(Stated goal):
Rewrite all the records below as a numbered list, skipping any blank lines. Leave the pictures out of your answer.

Position identification records
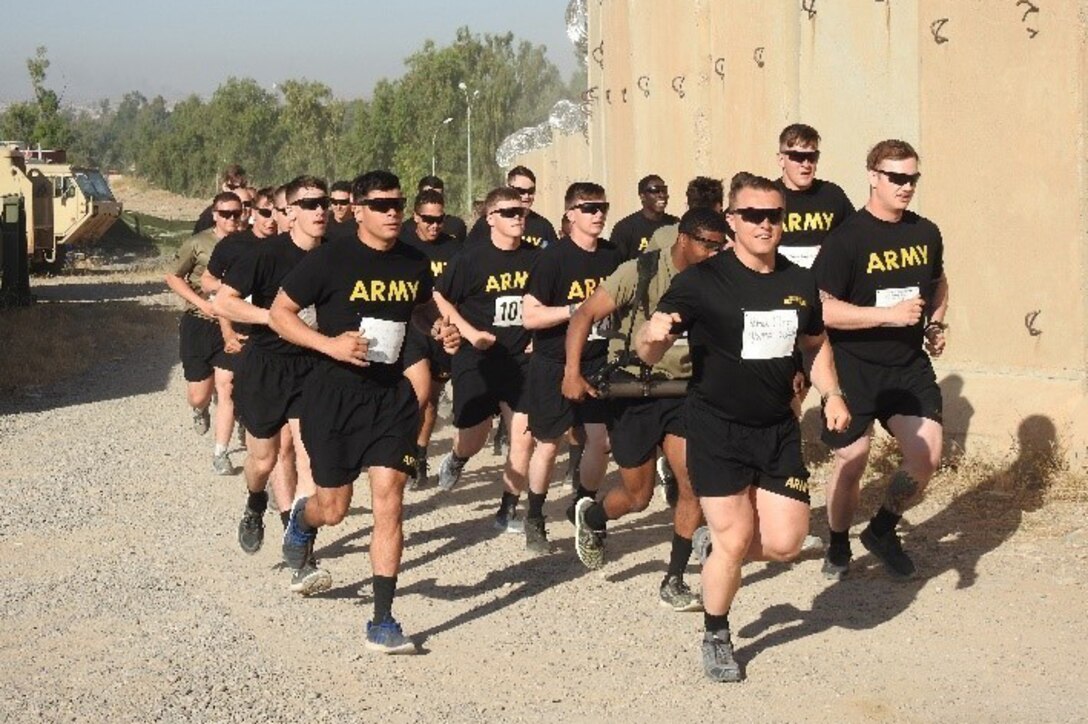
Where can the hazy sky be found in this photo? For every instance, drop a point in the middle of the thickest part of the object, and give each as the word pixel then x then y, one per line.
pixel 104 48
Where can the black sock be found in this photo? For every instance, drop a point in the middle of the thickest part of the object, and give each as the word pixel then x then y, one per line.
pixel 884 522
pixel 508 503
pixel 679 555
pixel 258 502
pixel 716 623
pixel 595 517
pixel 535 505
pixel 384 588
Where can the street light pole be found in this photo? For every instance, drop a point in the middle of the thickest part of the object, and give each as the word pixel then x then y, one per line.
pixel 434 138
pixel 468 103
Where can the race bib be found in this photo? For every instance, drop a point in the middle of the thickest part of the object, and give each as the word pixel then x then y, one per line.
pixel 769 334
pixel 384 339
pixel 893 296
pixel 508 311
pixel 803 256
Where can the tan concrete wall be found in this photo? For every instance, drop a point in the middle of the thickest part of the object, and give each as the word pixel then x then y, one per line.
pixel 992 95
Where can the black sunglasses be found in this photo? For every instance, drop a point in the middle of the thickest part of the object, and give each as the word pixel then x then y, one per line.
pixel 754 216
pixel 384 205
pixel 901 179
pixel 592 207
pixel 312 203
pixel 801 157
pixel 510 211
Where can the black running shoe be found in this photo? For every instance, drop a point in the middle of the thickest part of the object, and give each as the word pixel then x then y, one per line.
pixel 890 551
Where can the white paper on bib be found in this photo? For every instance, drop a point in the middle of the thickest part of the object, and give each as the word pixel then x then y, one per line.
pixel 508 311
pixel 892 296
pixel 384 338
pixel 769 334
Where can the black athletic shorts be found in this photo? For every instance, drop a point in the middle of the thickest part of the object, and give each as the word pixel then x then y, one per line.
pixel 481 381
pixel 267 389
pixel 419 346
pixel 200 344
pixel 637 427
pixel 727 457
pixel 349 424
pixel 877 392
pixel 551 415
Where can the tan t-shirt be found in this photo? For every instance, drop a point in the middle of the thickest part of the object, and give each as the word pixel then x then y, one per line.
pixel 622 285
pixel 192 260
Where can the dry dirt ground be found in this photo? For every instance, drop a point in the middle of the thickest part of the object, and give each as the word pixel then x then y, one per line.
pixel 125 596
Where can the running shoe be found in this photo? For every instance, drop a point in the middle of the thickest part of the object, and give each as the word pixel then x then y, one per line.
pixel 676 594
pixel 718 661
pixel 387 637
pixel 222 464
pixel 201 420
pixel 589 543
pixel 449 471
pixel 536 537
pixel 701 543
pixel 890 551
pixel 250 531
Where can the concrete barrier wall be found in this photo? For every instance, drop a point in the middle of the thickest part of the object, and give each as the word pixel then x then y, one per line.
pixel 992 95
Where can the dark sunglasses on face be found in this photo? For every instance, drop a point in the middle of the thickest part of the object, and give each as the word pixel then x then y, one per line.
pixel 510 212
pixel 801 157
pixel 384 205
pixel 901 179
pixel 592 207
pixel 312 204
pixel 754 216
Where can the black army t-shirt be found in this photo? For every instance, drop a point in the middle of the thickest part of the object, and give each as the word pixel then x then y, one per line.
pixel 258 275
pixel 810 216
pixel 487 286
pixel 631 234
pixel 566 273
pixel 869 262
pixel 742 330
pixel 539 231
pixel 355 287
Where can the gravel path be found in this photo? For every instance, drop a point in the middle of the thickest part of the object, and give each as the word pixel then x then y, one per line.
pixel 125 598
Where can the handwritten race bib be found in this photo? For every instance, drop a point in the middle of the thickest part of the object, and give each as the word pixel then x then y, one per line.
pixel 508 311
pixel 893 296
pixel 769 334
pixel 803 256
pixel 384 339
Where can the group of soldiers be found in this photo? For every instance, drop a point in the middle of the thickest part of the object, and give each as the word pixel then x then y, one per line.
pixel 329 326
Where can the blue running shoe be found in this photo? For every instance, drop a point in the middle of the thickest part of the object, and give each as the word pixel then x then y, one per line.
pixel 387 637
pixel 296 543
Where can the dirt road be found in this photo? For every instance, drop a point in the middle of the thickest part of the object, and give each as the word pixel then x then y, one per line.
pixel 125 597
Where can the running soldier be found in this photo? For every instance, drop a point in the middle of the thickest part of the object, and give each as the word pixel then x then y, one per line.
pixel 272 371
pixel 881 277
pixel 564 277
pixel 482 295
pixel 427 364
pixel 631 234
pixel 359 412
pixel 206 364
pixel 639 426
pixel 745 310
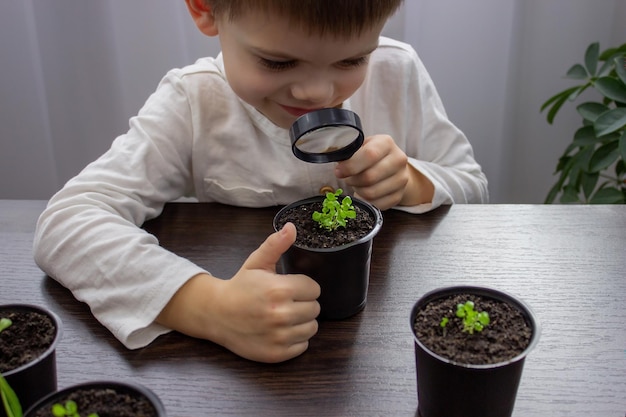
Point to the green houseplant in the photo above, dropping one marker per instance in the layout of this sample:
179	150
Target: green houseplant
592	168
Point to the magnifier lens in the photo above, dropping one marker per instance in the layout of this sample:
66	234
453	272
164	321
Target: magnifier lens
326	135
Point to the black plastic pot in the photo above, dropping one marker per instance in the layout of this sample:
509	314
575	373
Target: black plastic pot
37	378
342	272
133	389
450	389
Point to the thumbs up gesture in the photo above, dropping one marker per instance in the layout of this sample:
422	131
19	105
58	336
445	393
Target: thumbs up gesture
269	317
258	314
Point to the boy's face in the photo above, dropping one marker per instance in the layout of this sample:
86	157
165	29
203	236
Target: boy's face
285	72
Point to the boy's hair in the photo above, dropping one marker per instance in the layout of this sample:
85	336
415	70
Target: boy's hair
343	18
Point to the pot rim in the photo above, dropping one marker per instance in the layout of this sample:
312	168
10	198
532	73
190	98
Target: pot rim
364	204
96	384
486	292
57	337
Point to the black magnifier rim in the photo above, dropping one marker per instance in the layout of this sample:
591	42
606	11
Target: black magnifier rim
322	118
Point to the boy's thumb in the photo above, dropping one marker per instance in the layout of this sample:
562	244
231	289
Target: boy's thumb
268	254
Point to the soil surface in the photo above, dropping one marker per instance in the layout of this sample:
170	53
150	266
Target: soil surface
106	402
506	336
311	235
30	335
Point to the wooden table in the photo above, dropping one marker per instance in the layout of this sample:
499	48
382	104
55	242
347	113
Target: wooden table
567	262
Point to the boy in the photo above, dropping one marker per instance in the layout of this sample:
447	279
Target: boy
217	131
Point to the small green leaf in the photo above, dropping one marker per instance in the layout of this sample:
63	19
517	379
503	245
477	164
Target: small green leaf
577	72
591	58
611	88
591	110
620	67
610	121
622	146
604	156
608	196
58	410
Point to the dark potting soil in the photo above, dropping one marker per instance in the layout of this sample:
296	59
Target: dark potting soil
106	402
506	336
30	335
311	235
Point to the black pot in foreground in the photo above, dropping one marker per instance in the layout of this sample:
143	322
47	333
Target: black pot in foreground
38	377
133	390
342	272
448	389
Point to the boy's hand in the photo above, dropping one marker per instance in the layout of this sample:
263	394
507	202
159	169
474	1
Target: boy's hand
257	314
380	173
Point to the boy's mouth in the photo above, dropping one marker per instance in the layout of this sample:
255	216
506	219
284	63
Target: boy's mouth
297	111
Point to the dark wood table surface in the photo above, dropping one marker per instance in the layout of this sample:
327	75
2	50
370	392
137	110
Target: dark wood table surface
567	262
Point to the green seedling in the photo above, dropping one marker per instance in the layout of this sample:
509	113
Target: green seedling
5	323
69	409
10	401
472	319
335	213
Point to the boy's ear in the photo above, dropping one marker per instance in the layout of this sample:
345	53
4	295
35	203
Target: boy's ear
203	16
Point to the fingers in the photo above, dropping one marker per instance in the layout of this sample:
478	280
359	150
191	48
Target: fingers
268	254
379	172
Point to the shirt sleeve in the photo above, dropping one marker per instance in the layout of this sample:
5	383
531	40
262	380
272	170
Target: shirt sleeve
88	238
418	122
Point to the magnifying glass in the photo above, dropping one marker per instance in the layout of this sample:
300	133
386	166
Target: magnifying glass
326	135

(Solution):
1. Where can the hazy sky be found in this photo? For every instance, drop a point in the middle of the thickest part of the object, and give each as the word pixel then x then y, one per line.
2. pixel 104 48
3. Where can the black sock be found in this photo? For every instance, drop a point in the middle of the thickest part of the object, and give each as the word pixel then x then y, one per line.
4. pixel 884 522
5. pixel 508 503
6. pixel 679 555
7. pixel 258 502
8. pixel 716 623
9. pixel 595 517
10. pixel 535 505
11. pixel 384 588
12. Where can the street light pole be found in this photo? For every instance, drop a point in the middle of the thickest part of the object, and give each as the word pixel then x then y, one per line.
13. pixel 434 138
14. pixel 468 103
15. Where can the race bib be found in this photo? For every instance, drop a point in the middle of the thickest part of the object, and give each as the word pixel then x then y, one per line.
16. pixel 769 334
17. pixel 384 339
18. pixel 893 296
19. pixel 508 311
20. pixel 803 256
21. Where can the tan concrete wall be found in this photo? For every instance, drop a point in the middle of the thickest part of the object, and give each as the word pixel then x then y, one per line.
22. pixel 992 95
23. Where can the black sunglasses be found in this photo? For every instance, drop a point in the middle of the thickest part of the object, and give each as the word pixel then x then y, one per line.
24. pixel 754 216
25. pixel 384 205
26. pixel 901 179
27. pixel 592 207
28. pixel 312 203
29. pixel 801 157
30. pixel 510 211
31. Where can the black running shoe be found in this photo? For every instance, drop a point in the middle of the thickest part of the object, and give each as the word pixel then x then y, one per line.
32. pixel 890 551
33. Where can the white paper on bib be found in this photo? For every instance, drop a point in the middle of the thickest part of the object, and give each as the word pixel then x then y, one per line.
34. pixel 508 311
35. pixel 892 296
36. pixel 384 338
37. pixel 769 334
38. Where can the black athletic shorts be found in this photo? For every instance, drop a point in the middle of the thickest part of the object, and give each as the word pixel then x then y, one per line.
39. pixel 481 381
40. pixel 267 389
41. pixel 419 346
42. pixel 200 344
43. pixel 637 427
44. pixel 727 457
45. pixel 349 424
46. pixel 877 392
47. pixel 551 415
48. Where can the tan t-shirt be found in this photo? For every instance, drop a point in the middle of the thickest part of the object, and give each as the word pixel then x then y, one per line.
49. pixel 622 285
50. pixel 192 260
51. Where can the dry dirt ground be found in this photo? For every instance, drop a point in the middle of the thickest part of the object, and give each as the word pixel then x then y, one per line.
52. pixel 125 596
53. Where can the running shoe be found in this photo? For every instance, drop a point in the middle of the thickest part of the object, and give each as the word pixel then x then y, one per line.
54. pixel 676 594
55. pixel 718 661
56. pixel 387 637
57. pixel 222 464
58. pixel 201 420
59. pixel 589 543
60. pixel 449 471
61. pixel 536 537
62. pixel 701 543
63. pixel 890 551
64. pixel 250 531
65. Where can the concrete barrier wall be found in this photo? For every instance, drop a point in the middle of the thickest part of the object, and give each as the word pixel then x then y, one per line.
66. pixel 992 95
67. Where can the dark sunglasses on face be found in this photo? For every instance, drop a point in the middle of the thickest part of the object, and give each as the word pixel then x then y, one per line.
68. pixel 510 212
69. pixel 801 157
70. pixel 384 205
71. pixel 901 179
72. pixel 592 207
73. pixel 312 204
74. pixel 754 216
75. Where can the black army t-shirt be found in this photo? For every instance, drop a point in the middle of the thickest part of the object, and give each as the word pixel then x then y, one per line.
76. pixel 258 275
77. pixel 810 216
78. pixel 487 286
79. pixel 631 234
80. pixel 566 273
81. pixel 869 262
82. pixel 742 330
83. pixel 539 231
84. pixel 355 287
85. Where can the gravel path be found in this photo? For every instance, drop a point in the middle of the thickest part of the object, and give each as the word pixel then x then y, one per line.
86. pixel 125 598
87. Where can the handwritten race bib be found in this photo? For every instance, drop a point in the middle of the thickest part of the object, and give each as the word pixel then x then y, one per line.
88. pixel 508 311
89. pixel 893 296
90. pixel 769 334
91. pixel 803 256
92. pixel 384 339
93. Where can the group of soldiers be found in this photo? For every instance, drop a point in the middle of the thickest part of the object, and give each as the word pixel then x then y, one per line.
94. pixel 329 326
95. Where can the blue running shoe be found in this photo? For every instance, drop a point in the middle of the thickest part of the object, and give each as the word pixel then x then y, one per line.
96. pixel 387 637
97. pixel 296 543
98. Where can the dirt road be found in this photo? For every instance, drop a point in the middle of the thickest part of the object, and give each as the word pixel then x then y, one per line.
99. pixel 125 597
100. Where can the running soldier be found in this photo? For every instance, drop a point in the middle of the thickest part of the object, and give each as the word pixel then x then y, one per line.
101. pixel 272 371
102. pixel 881 277
103. pixel 564 277
104. pixel 482 295
105. pixel 427 364
106. pixel 631 234
107. pixel 359 412
108. pixel 206 364
109. pixel 639 426
110. pixel 745 310
111. Point to the green houseplant in the photo above, dropping one marker per instance in the layout of this sample:
112. 179	150
113. Target: green houseplant
114. 592	168
115. Point to the magnifier lens in the photo above, dropping one marker per instance in the layout of this sample:
116. 66	234
117. 453	272
118. 164	321
119. Target: magnifier lens
120. 326	135
121. Point to the black plastic pot in the photo above, dropping one marker per instance in the layout of this sample:
122. 509	314
123. 575	373
124. Target: black plastic pot
125. 37	378
126. 342	272
127. 133	389
128. 450	389
129. Point to the thumbs up gesture in the photo above, dropping one marker per instance in the layout of this sample:
130. 422	131
131. 19	105
132. 58	336
133. 445	393
134. Target: thumbs up gesture
135. 269	317
136. 258	314
137. Point to the boy's face in the photo above, dropping one marker per instance in the layout of this sample:
138. 86	157
139. 165	29
140. 203	236
141. Target: boy's face
142. 285	72
143. Point to the boy's hair in the photo above, dropping one marker per instance in the layout of this sample:
144. 85	336
145. 415	70
146. Target: boy's hair
147. 343	18
148. Point to the pot rim in the photo above, dropping one marker per instance in the layout of this sample:
149. 312	168
150. 10	198
151. 532	73
152. 190	98
153. Target: pot rim
154. 364	204
155. 96	384
156. 486	292
157. 57	337
158. Point to the black magnifier rim in the photo above, dropping one marker per instance in the layout of this sample:
159. 591	42
160. 606	11
161. Target: black magnifier rim
162. 322	118
163. Point to the boy's thumb in the photo above, dropping one marker per instance in the layout of this sample:
164. 562	244
165. 231	289
166. Target: boy's thumb
167. 268	254
168. Point to the soil surface in the photo above, dropping one marker per instance in the layout of this sample:
169. 170	53
170. 150	266
171. Target: soil surface
172. 106	402
173. 506	336
174. 311	235
175. 30	335
176. Point to the wooden table in the photo above, dropping one marker per instance in the layout of this sample:
177. 499	48
178. 382	104
179. 55	242
180. 347	113
181. Target: wooden table
182. 567	262
183. Point to the boy in the photo above, dropping one marker per instance in the layout of this sample:
184. 447	279
185. Target: boy
186. 217	131
187. Point to the small green leaf in the photo above, dropping one marker per instance in the layout of this sample:
188. 63	19
189. 517	379
190. 503	245
191. 477	164
192. Target: small green leaf
193. 577	72
194. 591	58
195. 611	88
196. 591	110
197. 620	67
198. 610	121
199. 622	146
200. 604	156
201. 608	196
202. 58	410
203. Point to the dark potting soil in the photo above, dropping one marker per instance in the layout of this sample:
204. 296	59
205. Target: dark potting soil
206. 106	402
207. 506	336
208. 30	335
209. 311	235
210. Point to the black pot in foreground in the photo above, dropping one marker per instance in the layout of this sample:
211. 143	322
212. 47	333
213. Target: black pot in foreground
214. 38	377
215. 133	390
216. 342	272
217. 448	389
218. Point to the boy's hand in the photo above, dropping one marker per instance in the layout of this sample:
219. 263	394
220. 507	202
221. 159	169
222. 474	1
223. Target: boy's hand
224. 257	314
225. 380	173
226. Point to the boy's mouth in the photo above, dropping one marker per instance in the layout of this sample:
227. 255	216
228. 506	219
229. 284	63
230. Target: boy's mouth
231. 297	111
232. Point to the dark wood table surface in the photo above, dropping one marker per instance in the layout of this sample:
233. 327	75
234. 2	50
235. 370	392
236. 137	110
237. Target: dark wood table surface
238. 567	262
239. Point to the green seedling in the photo above, dropping one marker per instance in the layout of this sample:
240. 509	113
241. Target: green seedling
242. 5	323
243. 69	409
244. 10	401
245. 472	319
246. 335	213
247. Point to the boy's ear in the photo above, dropping one marker per instance in the layout of this sample:
248. 345	53
249. 4	295
250. 35	203
251. Target: boy's ear
252. 203	16
253. Point to the fingers in the photo above, dropping one marker per instance in the layout of this sample:
254. 478	280
255. 359	150
256. 191	48
257. Target: fingers
258. 268	254
259. 379	172
260. Point to the shirt sleeve in the photo above, dropping one marker per instance in the layout of this sample:
261. 5	383
262. 531	40
263. 262	380
264. 272	170
265. Target: shirt sleeve
266. 88	238
267. 418	122
268. Point to the magnifying glass in the photo above, dropping one marker per instance in the layout of this sample:
269. 300	133
270. 386	166
271. Target: magnifying glass
272. 326	135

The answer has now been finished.